GIVEN INSTRUCTION:
Copy out, word for word, the part of the items below that opens with the line containing "window visible in" and closes with the line containing "[194, 214, 304, 235]", with both of those lines included. Give nothing before or after that part.

--- Start ---

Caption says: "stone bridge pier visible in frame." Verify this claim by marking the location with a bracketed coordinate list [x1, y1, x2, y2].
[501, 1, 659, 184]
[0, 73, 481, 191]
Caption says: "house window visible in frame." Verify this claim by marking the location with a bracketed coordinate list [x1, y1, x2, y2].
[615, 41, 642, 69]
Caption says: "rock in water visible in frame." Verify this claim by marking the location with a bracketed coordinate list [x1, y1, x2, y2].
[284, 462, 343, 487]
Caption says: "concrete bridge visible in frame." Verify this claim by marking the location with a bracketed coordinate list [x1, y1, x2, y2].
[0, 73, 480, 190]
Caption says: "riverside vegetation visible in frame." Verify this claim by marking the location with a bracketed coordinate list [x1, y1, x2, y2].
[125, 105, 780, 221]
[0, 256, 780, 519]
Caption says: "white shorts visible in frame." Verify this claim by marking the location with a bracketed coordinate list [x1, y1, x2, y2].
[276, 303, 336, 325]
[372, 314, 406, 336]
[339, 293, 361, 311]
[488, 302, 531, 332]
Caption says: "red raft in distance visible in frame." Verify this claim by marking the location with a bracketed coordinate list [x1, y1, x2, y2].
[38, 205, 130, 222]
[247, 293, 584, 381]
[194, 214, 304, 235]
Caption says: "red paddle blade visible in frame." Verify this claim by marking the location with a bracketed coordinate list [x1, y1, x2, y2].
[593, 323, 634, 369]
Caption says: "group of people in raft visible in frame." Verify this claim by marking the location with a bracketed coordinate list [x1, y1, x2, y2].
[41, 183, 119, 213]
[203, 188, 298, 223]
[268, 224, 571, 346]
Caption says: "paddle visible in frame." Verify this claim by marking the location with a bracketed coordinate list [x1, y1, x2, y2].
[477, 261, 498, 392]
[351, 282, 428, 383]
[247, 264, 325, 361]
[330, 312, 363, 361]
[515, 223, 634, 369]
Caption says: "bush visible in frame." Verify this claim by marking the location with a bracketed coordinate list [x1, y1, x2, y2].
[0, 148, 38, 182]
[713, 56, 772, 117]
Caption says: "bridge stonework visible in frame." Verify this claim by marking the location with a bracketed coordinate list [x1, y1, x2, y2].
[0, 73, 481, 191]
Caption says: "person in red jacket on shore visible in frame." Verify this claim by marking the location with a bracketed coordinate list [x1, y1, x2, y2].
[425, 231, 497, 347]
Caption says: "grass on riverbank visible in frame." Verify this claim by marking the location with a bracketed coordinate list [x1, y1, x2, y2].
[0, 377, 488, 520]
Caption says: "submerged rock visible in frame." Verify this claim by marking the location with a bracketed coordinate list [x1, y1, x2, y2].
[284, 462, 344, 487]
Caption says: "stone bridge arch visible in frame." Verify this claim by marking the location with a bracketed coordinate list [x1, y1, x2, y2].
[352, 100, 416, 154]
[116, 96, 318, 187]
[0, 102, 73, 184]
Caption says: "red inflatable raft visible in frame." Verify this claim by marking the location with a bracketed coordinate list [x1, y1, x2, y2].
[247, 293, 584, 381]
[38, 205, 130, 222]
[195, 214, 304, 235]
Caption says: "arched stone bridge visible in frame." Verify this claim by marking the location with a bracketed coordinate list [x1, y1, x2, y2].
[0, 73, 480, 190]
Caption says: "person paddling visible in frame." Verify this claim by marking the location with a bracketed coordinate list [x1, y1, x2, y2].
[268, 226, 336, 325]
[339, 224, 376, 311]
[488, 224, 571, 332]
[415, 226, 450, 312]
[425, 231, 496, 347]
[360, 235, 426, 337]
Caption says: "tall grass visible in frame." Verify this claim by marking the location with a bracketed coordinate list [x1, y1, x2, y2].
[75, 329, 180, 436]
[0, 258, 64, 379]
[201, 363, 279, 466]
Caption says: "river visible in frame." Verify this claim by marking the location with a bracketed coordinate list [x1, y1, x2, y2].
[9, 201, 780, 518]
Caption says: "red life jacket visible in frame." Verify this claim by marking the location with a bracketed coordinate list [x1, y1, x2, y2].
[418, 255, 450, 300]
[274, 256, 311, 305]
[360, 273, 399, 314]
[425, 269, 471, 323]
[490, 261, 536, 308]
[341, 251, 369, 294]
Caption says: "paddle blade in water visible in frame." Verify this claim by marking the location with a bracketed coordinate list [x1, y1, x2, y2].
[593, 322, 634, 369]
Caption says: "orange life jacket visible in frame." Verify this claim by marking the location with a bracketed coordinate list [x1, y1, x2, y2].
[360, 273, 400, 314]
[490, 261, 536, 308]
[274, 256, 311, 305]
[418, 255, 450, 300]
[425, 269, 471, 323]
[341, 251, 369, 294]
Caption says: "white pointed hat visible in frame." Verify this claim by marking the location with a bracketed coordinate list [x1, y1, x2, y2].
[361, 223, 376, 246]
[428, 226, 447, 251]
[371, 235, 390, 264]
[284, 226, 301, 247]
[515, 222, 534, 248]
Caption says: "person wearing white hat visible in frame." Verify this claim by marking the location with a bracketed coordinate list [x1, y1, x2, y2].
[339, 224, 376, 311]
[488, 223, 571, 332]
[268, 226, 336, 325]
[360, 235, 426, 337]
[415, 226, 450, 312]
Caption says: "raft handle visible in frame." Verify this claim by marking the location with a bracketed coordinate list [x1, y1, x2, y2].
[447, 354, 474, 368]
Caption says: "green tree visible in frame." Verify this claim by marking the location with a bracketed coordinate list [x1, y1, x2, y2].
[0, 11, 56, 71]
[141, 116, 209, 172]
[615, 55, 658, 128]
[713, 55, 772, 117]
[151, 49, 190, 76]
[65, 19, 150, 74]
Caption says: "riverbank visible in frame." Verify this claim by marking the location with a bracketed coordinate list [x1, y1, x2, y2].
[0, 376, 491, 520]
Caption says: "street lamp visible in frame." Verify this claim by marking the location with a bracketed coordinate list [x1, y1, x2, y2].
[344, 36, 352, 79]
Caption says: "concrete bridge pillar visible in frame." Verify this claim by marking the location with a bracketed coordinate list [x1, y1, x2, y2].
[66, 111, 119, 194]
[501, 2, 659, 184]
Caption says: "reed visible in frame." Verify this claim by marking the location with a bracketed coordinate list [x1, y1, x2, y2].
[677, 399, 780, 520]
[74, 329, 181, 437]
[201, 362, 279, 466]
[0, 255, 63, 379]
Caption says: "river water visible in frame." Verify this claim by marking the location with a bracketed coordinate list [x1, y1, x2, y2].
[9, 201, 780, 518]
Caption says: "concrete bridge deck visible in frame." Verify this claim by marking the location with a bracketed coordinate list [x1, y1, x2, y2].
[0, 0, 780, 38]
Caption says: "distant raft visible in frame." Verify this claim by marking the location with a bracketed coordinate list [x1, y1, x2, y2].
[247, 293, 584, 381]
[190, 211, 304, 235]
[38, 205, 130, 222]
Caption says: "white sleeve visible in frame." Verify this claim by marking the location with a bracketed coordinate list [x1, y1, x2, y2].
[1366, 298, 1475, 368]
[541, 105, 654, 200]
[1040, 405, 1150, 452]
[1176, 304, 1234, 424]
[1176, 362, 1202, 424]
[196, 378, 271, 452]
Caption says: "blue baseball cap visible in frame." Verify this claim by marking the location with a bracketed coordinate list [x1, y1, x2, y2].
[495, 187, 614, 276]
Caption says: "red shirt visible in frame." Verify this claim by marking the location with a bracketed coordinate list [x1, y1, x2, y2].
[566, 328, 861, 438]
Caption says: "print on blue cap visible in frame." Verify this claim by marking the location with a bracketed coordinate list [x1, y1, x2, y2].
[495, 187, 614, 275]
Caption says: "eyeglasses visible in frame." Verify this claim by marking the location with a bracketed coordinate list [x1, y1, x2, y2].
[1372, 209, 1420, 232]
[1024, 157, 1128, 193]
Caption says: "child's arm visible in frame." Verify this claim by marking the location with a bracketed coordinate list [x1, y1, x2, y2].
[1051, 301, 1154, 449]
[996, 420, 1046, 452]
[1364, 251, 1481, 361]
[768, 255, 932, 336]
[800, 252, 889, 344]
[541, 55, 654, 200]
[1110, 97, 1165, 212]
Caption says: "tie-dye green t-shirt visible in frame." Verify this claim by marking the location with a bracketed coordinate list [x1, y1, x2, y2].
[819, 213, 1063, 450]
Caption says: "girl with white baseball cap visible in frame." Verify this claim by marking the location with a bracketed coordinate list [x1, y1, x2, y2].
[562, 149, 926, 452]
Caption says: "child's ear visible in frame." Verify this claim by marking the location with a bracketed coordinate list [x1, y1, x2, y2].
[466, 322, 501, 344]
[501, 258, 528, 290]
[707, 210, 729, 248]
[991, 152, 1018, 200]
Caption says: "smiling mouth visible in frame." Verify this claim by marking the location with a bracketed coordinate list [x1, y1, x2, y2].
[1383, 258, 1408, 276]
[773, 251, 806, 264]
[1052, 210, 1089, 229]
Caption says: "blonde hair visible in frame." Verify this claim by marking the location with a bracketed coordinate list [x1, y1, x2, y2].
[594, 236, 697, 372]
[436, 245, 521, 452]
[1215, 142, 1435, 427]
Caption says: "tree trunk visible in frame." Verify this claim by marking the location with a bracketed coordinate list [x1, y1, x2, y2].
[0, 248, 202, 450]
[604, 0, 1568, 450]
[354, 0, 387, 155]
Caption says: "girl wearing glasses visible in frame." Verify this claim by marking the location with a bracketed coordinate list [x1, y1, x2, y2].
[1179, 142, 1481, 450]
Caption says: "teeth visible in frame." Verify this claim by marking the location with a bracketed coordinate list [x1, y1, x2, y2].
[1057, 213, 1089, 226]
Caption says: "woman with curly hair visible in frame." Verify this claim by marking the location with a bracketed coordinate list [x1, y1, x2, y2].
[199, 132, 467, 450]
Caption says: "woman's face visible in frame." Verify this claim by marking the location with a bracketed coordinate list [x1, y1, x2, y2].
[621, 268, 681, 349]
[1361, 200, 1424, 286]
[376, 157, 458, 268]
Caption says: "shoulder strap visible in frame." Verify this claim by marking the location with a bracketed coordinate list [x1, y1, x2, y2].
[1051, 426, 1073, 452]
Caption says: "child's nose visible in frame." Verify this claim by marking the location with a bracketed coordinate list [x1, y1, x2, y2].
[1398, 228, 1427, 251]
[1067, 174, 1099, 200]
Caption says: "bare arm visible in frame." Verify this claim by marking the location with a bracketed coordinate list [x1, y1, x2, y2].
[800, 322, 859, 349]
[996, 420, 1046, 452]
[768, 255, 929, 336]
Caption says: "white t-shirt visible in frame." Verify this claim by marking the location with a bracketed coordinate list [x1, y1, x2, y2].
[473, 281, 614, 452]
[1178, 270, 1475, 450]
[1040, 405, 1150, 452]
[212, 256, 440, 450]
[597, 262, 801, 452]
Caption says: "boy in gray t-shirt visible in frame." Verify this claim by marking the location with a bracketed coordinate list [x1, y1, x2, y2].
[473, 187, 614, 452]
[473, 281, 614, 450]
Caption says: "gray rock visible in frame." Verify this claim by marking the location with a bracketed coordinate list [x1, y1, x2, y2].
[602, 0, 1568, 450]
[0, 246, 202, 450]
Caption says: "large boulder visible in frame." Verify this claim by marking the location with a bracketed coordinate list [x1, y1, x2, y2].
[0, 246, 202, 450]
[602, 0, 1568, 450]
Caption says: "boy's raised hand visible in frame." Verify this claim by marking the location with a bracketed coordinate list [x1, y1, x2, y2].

--- End ---

RESULT BELOW:
Caption says: "house window visible in frame." Verify this claim by marking the location with a bracketed coordinate list [x1, y1, x2, y2].
[615, 41, 642, 69]
Caption says: "rock in water visible in frame." Verify this claim by marking the location with a bracketed coordinate list [x1, y1, x2, y2].
[284, 462, 343, 487]
Caption says: "concrete bridge visible in frame." Verify this claim by marking the location with a bracketed coordinate list [x1, y1, x2, y2].
[0, 73, 480, 190]
Caption says: "riverside vegetation visible in frame." Verify this claim by marking the location with a bracketed coordinate list [x1, y1, x2, y2].
[125, 105, 780, 221]
[0, 256, 780, 519]
Caption says: "white shorts visible in frame." Verify this claim by marking the location with a bracketed coordinate list [x1, y1, x2, y2].
[276, 303, 336, 325]
[372, 314, 406, 336]
[339, 293, 361, 311]
[488, 302, 531, 332]
Caption says: "red raft in distance visible in frame." Verify this claim by marking the location with a bracketed coordinate list [x1, y1, x2, y2].
[38, 205, 130, 222]
[247, 293, 584, 381]
[194, 214, 304, 235]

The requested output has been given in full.